→ **YOUR OBJECTIVE**
Out of the data below, copy every line with the string "blue".

→ **MATERIAL TO PROCESS**
-*-*-
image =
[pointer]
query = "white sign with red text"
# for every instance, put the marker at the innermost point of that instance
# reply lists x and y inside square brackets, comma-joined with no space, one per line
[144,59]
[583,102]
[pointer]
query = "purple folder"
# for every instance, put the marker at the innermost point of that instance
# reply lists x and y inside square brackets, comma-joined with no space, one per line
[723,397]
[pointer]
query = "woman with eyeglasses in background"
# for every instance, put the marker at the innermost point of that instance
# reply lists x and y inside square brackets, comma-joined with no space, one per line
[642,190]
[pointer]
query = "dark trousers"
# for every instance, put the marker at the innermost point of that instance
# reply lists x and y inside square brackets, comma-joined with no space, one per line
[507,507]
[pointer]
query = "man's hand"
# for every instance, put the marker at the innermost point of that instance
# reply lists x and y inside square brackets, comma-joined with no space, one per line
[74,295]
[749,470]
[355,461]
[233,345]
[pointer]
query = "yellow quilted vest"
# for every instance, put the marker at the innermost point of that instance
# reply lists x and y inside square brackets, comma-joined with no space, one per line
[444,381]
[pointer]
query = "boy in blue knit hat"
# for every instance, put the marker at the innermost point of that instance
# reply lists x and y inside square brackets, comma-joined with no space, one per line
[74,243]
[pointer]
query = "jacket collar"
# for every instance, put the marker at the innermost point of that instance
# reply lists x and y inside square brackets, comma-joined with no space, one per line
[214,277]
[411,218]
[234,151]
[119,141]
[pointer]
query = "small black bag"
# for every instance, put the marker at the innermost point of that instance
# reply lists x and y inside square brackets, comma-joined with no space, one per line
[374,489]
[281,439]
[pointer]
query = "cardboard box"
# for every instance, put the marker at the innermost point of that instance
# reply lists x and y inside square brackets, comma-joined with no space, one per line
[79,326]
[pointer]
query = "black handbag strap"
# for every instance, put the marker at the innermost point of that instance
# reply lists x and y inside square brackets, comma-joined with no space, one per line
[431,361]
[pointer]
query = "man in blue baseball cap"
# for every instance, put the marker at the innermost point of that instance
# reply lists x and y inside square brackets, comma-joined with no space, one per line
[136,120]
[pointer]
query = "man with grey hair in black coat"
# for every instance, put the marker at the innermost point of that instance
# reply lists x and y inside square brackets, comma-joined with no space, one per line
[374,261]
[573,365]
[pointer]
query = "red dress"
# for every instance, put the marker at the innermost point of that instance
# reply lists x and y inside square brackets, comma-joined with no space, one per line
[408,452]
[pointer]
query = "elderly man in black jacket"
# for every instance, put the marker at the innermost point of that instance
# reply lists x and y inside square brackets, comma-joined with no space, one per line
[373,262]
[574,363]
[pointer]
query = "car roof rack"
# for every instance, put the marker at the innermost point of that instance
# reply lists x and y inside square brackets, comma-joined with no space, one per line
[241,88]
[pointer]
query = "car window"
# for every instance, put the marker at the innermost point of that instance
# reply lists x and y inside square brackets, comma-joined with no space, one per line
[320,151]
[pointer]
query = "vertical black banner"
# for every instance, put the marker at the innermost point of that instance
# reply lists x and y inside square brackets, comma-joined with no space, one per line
-*-*-
→ **TASK RESPONSE**
query = "boy in blue knit hat"
query = "man in blue baseball cap"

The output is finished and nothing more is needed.